- **Task prompt**
Transcribe the records in full, keeping every word exactly as given.

Region pointing data:

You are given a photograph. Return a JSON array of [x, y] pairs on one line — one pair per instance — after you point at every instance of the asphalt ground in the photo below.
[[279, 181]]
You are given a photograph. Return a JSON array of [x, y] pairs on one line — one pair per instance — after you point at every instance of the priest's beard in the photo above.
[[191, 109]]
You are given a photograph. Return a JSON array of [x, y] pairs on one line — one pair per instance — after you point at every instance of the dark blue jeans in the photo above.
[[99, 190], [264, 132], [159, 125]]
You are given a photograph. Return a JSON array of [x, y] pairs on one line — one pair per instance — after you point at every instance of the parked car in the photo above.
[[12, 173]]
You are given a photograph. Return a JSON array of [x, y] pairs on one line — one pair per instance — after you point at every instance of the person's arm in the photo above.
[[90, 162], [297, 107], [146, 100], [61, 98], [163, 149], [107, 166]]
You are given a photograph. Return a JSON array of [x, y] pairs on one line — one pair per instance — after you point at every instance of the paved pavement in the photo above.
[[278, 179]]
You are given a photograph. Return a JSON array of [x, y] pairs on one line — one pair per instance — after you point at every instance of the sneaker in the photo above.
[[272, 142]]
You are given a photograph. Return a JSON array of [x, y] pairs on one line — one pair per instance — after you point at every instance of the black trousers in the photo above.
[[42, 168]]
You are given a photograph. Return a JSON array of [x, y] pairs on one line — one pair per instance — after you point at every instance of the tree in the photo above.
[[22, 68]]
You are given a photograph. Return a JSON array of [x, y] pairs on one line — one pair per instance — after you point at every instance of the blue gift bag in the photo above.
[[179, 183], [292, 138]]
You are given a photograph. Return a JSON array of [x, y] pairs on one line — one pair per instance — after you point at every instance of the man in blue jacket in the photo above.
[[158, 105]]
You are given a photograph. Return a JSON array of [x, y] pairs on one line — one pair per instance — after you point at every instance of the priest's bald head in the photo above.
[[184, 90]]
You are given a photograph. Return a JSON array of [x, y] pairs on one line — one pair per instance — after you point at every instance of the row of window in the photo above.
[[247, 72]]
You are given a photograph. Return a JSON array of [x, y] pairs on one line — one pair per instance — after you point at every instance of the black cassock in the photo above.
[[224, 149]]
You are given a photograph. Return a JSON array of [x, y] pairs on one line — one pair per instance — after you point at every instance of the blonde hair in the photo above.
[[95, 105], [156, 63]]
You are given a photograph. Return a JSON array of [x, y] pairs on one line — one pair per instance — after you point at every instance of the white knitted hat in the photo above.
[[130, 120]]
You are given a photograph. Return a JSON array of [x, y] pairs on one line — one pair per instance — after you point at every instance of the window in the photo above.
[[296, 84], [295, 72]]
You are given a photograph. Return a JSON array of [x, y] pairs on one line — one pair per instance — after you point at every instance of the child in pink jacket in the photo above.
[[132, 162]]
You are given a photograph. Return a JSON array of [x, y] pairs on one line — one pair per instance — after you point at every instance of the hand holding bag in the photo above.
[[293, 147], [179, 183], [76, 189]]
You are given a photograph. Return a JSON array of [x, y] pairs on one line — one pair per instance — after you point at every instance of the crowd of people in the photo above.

- **Answer to the exercise**
You are given a photograph. Return a JSON array of [x, y] pairs on one line — one pair per instance — after you point at every instance of the asphalt ground in the photo below.
[[279, 181]]
You are given a photograph. Return a JSON array of [x, y] pairs on one line — one pair per instance — after you point at every instance of the priest's beard in the photo above.
[[191, 109]]
You are given a photograph. Return a JSON array of [x, y] pairs on one line — one pair per instance — after you point at every instance of the dark blue jeans in the photo above.
[[99, 190], [264, 132], [159, 125]]
You are given a photograph. Return a JSON array of [x, y] pairs on one line — one pair per instance — after you point at every instance of the parked car in the photo above.
[[12, 173]]
You are given a photograph. Return a JSON array of [x, y] pairs on one line — one pair per instance — after you point at every instance of the person's arm in the photo above.
[[90, 162], [297, 107], [146, 100], [61, 98], [163, 149], [107, 166]]
You are given a photograph. Return a JSON array of [x, y] pairs on one line — one pair per instance — after you point at every instance of the paved pavement in the photo above.
[[278, 179]]
You are given a photograph. Return a JSON array of [x, y] pairs on one line — one pair per instance — after you point at every instance of the sneaker in the photo above.
[[272, 142]]
You are given a photograph. Return a JSON array of [x, y] pairs on one line — one pair per instance — after you point at every instance of the black trousers in the photo above.
[[42, 168]]
You are given a photograph. Return a JSON array of [x, y] pairs on one line — one pair per instance — after you point at every instance of the tree in the photo above.
[[22, 68]]
You are given a photograph. Return a JSON array of [x, y] pairs on one line — one pair per instance — after you point at every instance of the blue gift bag in the photo above.
[[179, 183], [292, 138]]
You are given a photograph. Return a JSON array of [x, y] pairs on one line — one pair per instance — after you point at every instance of the man in blue jacket in the photo above.
[[158, 105]]
You are given a photograph. Return a JSON array of [x, y] pairs on one line — one pair per instance — after you point at every instance of the priest's bald head in the photo above.
[[184, 90]]
You are given a photograph. Return a JSON array of [x, y] pairs on one line — one pair per instance — after you point at every instance of the row of window in the photo above.
[[247, 72]]
You are given a photograph. Return a JSON array of [x, y] pairs on one line — one pair per instance — after you point at every instance of the black cassock in the photo above.
[[224, 149]]
You are given a photograph. Return a JSON array of [x, y] pairs on one line — one pair per instance — after you point at every instance of the blonde hair in the photo above.
[[95, 105], [156, 63]]
You are given a photograph. Return a JSON array of [x, y] pairs on one line — one pair per instance — after you point at every instance of the white knitted hat in the photo above.
[[130, 120]]
You are given a photograph. Return a JSON array of [x, y] pairs on one line — one pair per instance — after you point at every instance of the window in the photo above.
[[296, 84], [295, 72]]
You are given a photograph. Return a JSON array of [x, y] pairs on one line — one pair per instance — after you point at every instance of the child in pink jacket in the photo above.
[[132, 162]]
You are given a photograph. Return a JSON array of [x, y] pairs on one line — one pair per instance — after you point at every instance of the hand holding bag in the photo above.
[[293, 147], [179, 183], [76, 189]]
You are given a photograph. Return a JSON array of [x, y] pairs on one line — one pair per instance — after you point at every instance of the crowd of people in the photo above.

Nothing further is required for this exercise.